--- BEGIN Passage ---

[opencms-dev] Mapping OpenCMS structured content XML field to a SOLR field

Arturo Martín Lladó arturo.martin.llado at gmail.com
Thu Feb 14 13:11:21 CET 2013


Hi,

2013/2/14 Rüdiger Kurz <r.kurz at alkacon.com>:
> Arturo,
>
> the mapping you defined in the XSD should not create a field 'numexp' even
> you declared it explicitly in the schema.xml since XML contents can hold
> multi lingual content. Instead several dynamic fields named numexp_<locale>
> will be created within the index, but also those are missing in your case.
>
> Having a closer look at the schema.xml you will find a dynamic field for
> each language: *_en,*_de,*_el,*_es,*_fi,*_fr,*_hu,*_it
>
> Only those languages can be indexed correctly that are also defined as
> locale in the opencms-system.xml as in the schema.xml. If the locale is
> either missing in the schema or in the system configuration indexing will
> fail. Please check this.
>

Thank you VERY much!

That's it! Right now I'm working with the locale "ca" (i.e. Catalan).

--- END Passage ---
--- BEGIN Dataset content ---

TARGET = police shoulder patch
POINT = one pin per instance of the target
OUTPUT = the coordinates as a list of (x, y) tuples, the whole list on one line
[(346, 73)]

--- END Dataset content ---

• _Requests_
• a. In the OpenCMS forum thread, write out the stretch from "Arturo Martín Lladó" through "in your case.".
• b. Translate this sentence from the OpenCMS forum thread into Spanish: "If the locale is either missing in the schema or in the system configuration indexing will fail."
• c. According to the OpenCMS forum thread, why does the mapping defined in the XSD not create a field named 'numexp', even when it is declared in schema.xml? Answer in one to three sentences.

• _Expected answers_
• a.
Arturo Martín Lladó arturo.martin.llado at gmail.com
Thu Feb 14 13:11:21 CET 2013


Hi,

2013/2/14 Rüdiger Kurz <r.kurz at alkacon.com>:
> Arturo,
>
> the mapping you defined in the XSD should not create a field 'numexp' even
> you declared it explicitly in the schema.xml since XML contents can hold
> multi lingual content. Instead several dynamic fields named numexp_<locale>
> will be created within the index, but also those are missing in your case.

• b. Si la configuración regional falta en el esquema o en la configuración del sistema, la indexación fallará.

• c. XML contents can hold content in more than one language, so no single 'numexp' field is made. Instead, several dynamic fields named numexp_<locale> are created in the index, one for each locale.